Aim>
What is needed is the run of lines from the one with "In the photo above, where can the stack" through the close of the data, set down exactly.

## Begin Data records

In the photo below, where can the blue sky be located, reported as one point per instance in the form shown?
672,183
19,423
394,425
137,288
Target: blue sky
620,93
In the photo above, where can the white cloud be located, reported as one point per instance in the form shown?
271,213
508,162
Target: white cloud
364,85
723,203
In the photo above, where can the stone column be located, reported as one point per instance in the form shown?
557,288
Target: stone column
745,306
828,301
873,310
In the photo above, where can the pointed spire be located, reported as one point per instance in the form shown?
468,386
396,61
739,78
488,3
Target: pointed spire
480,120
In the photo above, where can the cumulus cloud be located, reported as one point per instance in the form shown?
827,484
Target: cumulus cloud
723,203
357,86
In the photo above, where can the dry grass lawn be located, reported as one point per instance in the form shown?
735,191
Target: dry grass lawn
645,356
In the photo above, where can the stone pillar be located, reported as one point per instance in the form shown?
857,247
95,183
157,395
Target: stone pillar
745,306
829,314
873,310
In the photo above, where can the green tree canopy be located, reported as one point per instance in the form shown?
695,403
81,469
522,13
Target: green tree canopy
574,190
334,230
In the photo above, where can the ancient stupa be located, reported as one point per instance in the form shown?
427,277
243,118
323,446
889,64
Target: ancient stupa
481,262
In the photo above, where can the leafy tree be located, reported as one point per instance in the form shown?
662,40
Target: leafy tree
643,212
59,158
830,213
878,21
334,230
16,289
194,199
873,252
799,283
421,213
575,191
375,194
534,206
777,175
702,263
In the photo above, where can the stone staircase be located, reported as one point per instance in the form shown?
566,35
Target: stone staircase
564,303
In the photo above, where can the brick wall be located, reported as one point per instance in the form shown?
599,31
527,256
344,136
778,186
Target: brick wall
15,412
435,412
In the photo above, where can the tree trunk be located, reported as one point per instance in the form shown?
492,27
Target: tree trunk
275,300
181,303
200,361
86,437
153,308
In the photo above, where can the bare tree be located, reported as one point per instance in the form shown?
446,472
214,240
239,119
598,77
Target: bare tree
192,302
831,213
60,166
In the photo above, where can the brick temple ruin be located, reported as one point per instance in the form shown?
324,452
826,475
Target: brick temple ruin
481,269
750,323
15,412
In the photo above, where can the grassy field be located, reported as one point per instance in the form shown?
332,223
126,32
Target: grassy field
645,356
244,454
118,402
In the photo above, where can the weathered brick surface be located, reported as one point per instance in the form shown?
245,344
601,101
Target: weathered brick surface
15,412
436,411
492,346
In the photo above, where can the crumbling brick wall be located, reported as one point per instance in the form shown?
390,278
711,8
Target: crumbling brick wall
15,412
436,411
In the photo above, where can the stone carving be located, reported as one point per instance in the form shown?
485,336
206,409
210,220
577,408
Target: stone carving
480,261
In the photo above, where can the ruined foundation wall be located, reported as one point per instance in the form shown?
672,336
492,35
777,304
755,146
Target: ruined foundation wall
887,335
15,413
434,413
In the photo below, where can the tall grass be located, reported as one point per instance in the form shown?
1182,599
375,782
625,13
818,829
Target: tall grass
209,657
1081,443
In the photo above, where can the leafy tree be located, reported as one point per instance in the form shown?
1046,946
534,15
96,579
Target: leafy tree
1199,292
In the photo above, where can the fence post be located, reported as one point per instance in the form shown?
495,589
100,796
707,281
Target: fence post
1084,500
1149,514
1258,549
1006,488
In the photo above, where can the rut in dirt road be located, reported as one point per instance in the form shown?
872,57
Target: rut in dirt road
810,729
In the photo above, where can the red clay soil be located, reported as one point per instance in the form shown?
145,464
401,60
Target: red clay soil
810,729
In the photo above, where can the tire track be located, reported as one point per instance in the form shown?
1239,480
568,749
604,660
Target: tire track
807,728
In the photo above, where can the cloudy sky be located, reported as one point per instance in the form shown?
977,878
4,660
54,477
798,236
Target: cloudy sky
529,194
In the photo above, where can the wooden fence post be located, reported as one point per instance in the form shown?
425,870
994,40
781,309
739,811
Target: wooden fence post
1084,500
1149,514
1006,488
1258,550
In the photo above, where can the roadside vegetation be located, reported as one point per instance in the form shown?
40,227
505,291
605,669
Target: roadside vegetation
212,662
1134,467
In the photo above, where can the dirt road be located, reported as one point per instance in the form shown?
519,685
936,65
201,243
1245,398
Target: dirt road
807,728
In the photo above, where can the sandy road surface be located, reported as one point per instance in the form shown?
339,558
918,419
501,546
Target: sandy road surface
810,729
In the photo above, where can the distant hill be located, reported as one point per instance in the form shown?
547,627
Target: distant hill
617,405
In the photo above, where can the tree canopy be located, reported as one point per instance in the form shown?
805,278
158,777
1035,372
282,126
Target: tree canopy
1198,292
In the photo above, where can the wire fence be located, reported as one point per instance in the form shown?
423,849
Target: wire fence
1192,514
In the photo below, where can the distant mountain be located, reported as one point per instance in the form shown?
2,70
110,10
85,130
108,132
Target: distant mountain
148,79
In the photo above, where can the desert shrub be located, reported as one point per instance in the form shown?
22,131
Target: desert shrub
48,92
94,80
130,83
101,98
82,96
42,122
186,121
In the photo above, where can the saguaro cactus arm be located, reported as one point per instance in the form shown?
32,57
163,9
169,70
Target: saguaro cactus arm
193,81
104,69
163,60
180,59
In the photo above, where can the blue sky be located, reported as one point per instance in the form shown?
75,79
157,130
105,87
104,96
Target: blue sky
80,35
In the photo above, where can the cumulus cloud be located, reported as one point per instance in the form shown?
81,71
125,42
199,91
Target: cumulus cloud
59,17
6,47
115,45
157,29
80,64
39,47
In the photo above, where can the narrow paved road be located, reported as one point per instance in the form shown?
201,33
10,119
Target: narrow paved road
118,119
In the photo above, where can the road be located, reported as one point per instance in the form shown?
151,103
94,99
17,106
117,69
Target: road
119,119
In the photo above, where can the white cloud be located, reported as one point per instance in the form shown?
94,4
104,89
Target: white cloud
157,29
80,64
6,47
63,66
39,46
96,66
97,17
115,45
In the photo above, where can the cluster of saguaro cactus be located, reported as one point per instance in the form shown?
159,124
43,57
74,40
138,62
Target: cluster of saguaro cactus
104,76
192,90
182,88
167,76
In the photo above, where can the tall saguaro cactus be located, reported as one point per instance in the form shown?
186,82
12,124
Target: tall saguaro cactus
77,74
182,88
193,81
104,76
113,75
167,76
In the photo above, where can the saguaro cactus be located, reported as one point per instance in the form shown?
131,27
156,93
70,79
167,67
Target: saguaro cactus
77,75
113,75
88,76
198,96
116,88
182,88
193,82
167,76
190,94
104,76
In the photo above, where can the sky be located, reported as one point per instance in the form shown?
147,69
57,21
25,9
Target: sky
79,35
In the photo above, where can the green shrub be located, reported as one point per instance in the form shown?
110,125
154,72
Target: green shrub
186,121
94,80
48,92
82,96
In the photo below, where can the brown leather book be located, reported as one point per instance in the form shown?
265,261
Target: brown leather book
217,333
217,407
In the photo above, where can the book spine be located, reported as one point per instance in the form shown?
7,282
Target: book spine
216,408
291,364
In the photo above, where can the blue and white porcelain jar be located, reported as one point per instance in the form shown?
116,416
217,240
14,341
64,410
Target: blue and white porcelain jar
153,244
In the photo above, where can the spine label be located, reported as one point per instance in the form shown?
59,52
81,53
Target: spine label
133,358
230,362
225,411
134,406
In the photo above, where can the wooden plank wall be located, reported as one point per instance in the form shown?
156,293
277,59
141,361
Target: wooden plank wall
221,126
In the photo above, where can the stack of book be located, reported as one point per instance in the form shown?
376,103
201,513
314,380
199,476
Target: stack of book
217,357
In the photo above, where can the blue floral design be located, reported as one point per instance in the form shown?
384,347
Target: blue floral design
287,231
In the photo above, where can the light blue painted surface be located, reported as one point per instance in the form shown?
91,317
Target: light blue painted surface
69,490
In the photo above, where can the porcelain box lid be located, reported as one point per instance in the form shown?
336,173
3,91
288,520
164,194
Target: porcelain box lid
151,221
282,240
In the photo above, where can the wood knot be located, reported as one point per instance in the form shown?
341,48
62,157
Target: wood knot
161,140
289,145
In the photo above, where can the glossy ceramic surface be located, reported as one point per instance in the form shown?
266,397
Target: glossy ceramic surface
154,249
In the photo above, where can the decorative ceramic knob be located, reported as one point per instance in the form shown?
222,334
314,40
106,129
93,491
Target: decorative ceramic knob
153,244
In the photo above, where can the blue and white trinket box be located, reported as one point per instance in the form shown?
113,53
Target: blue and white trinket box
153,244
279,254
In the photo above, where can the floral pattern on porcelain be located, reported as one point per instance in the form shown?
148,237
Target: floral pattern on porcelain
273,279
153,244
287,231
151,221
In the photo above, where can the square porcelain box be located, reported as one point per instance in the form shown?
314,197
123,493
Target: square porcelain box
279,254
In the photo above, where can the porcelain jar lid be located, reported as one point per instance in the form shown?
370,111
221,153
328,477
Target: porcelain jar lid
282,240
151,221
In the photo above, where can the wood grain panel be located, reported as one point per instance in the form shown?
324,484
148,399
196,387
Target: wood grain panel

## End Data records

Exercise answer>
In the photo above, where can the stack of book be located, reported as one point per instance in the form shown?
376,103
201,513
314,380
199,476
Target: stack of book
217,357
In the photo above, where can the blue floral design be located, reported as one point per instance in the form shown?
384,347
Target: blue floral design
287,231
In the photo above, where can the light blue painted surface be located, reported as one point per instance in the form shown?
91,317
Target: light blue painted surface
69,490
In the photo above, where can the porcelain box lid be located, reported as one point per instance in the form shown?
336,173
3,91
288,520
164,194
Target: porcelain box lid
151,221
282,240
In the photo above, where can the wood knot be located, reported as one point per instance in the form shown?
341,48
62,157
Target: wood knot
161,140
289,145
In the photo above, where can the glossy ceramic surface be located, reported as one point per instance in the form shown?
266,397
Target: glossy ceramic surface
154,249
In the photo above, where can the decorative ceramic knob be located, reported as one point per instance in the form shown?
222,334
314,40
106,129
93,491
Target: decorative ceramic knob
153,244
In the photo above, where can the blue and white trinket box be located, reported as one point per instance in the form shown?
113,53
Target: blue and white trinket box
153,244
279,254
In the photo above, where can the floral pattern on porcelain be located, reported as one point per instance in the form shown?
148,237
Target: floral pattern on porcelain
273,279
153,244
287,231
151,221
In the photo above, where can the square porcelain box be located, reported as one point per instance in the form shown?
314,197
123,493
Target: square porcelain box
279,254
In the photo above, where can the porcelain jar lid be located, reported as one point per instance in the form shown?
370,111
221,153
328,477
Target: porcelain jar lid
282,240
151,221
In the photo above, where can the wood grain panel be located, reported as one point per instance in the form shown?
324,484
148,399
196,387
Target: wood grain panel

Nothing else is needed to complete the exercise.